Please copy every one of the rows below word for word, with nothing changed.

**Task data:**
○ ○ ○ ○ ○
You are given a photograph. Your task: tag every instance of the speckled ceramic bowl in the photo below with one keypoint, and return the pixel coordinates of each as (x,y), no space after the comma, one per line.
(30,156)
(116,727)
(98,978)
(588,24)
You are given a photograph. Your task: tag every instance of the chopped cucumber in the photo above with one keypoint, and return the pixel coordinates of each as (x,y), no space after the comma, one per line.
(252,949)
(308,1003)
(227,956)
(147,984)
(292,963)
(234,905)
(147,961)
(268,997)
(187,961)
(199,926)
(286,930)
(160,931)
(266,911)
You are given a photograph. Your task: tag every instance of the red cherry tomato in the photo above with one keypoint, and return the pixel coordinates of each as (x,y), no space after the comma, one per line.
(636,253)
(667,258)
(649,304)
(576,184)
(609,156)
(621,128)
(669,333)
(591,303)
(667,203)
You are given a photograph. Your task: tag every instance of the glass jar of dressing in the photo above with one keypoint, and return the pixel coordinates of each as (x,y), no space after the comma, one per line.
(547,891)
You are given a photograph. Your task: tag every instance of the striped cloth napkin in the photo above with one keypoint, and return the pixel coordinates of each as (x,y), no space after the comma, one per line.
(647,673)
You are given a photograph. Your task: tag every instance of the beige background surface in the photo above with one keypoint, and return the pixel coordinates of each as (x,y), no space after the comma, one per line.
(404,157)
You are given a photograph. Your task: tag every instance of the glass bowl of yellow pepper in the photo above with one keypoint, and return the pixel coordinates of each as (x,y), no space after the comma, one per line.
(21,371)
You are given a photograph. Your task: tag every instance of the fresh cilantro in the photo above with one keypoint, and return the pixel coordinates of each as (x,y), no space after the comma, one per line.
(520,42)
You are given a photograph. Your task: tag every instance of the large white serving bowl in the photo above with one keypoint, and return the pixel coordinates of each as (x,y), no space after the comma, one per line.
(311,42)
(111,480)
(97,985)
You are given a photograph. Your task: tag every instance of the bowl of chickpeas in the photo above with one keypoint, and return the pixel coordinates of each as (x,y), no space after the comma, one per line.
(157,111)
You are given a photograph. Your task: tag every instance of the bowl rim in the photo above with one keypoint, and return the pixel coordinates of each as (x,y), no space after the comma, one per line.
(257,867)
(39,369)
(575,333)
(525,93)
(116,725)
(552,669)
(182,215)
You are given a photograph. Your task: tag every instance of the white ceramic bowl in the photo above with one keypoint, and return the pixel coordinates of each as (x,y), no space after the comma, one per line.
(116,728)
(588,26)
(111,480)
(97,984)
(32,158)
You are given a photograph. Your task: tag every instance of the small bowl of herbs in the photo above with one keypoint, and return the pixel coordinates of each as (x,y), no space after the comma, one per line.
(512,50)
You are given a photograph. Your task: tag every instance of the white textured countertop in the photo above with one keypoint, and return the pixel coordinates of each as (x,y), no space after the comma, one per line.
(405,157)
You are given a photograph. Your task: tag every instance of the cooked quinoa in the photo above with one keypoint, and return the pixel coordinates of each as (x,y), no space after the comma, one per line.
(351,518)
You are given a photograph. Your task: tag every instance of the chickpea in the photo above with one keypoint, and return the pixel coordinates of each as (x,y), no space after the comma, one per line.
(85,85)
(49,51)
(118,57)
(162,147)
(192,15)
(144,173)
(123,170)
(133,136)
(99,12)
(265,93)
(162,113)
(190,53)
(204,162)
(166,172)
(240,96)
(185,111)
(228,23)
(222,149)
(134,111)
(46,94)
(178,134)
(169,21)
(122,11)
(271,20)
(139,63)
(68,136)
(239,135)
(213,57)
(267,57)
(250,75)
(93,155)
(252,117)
○ ○ ○ ○ ○
**Answer in full:**
You are given a photograph. Your task: tag every instance of the speckled ceramic bowl in the photo below with one keypoint, and return the pixel coordinates of each as (x,y), no space after the comma, one per line.
(30,156)
(116,727)
(98,978)
(588,24)
You are given a photograph. Your task: tag every instance of the chopped cucumber in the photo above with one keypoint, and return the pixel coordinates of each as (x,y), no space after the comma, one per line.
(252,949)
(308,1003)
(227,956)
(147,984)
(292,963)
(234,905)
(147,961)
(268,997)
(187,961)
(199,926)
(286,930)
(160,931)
(266,911)
You are given a photograph. Your task: tag every instance of the red cherry tomato in the photo above with one keypoint, and return the pixel coordinates of each as (x,y), no space after the comma, one per line.
(636,253)
(667,258)
(649,304)
(576,184)
(609,156)
(621,128)
(669,333)
(591,303)
(667,203)
You are given a photograph. Your task: tag every instance of the glass jar of dressing in the photo above with one keypoint, and return the pixel coordinates of each as (x,y), no space after the comma, one per line.
(547,891)
You are given a photograph. Your task: tag every instance of the striped cloth napkin in the photo above with one keypoint, and return the pixel coordinates of each as (x,y), no space after the comma, one per line.
(647,673)
You are given a photograph. Your task: tag every instance of the beige background surface in the photo above with one keypoint, and return the pixel coordinates of each as (x,y), no space after the comma, one per line.
(404,157)
You are given a photograph. Your task: tag every instance of the glass bowl of yellow pepper in the photo above with one keypoint, and return the pixel coordinates of each as (x,y), no space after the comma, one per line.
(21,371)
You are given a photograph. Your task: tag every instance of the fresh cilantro in the photo above with one keypoint, and return the pixel coordinates of each as (x,y), no space after the comma, one per line.
(520,42)
You are given a photograph. Your task: tag every instance of the large white serving bowl in the photo above with one keypoint, and return the pixel coordinates of each as (x,y), no space after the comma, one per line.
(311,42)
(111,480)
(97,985)
You are given a photograph. Your task: tag every instance of the bowl of chickpeas in the photo above with one keypoint, and return the pixel coordinates of each as (x,y), no space after the comma, one per line.
(157,111)
You are given a photograph. Your task: tag every instance of the bowl rim in the photo above with one keypoint, and return the pixel coordinates of each as (x,y), no space after the comma, one per line.
(257,867)
(39,369)
(575,333)
(525,93)
(116,725)
(552,669)
(182,215)
You are given a photograph. Your task: tag every instance of the white ceramic bowl in the photo above with one keypoint, and return the pixel coordinates of each as (x,y), no space after the comma, one per line.
(116,728)
(588,26)
(111,480)
(97,984)
(32,158)
You are given a photograph. Your task: tag every instance of the small bowl of herbs in the photo above with one keypoint, and return the pixel coordinates of each as (x,y), no space after the comma, one per line.
(512,50)
You are given a photograph. Your task: tag every instance of the white textured countertop in the photo above with one keypoint, and return the pixel coordinates of each as (x,y), no space after the comma, one per line.
(405,157)
You are given a photograph. Your task: tag every instance of the cooked quinoa in the photo above with one keypoint, and return the pixel coordinates of each as (x,y), no space after the comma, one per line.
(351,518)
You are given a photograph. Your task: tag every instance of the chickpea in the photo above with one keypoint, and return the pixel coordinates of each as (x,y), no space after the comma, one per line.
(85,85)
(49,51)
(118,57)
(162,147)
(192,15)
(144,173)
(123,170)
(133,136)
(99,12)
(265,93)
(162,113)
(190,53)
(204,162)
(166,172)
(240,96)
(185,111)
(228,23)
(222,149)
(134,111)
(46,94)
(178,134)
(169,21)
(122,11)
(271,20)
(139,63)
(68,136)
(239,135)
(213,57)
(267,57)
(250,75)
(93,155)
(252,117)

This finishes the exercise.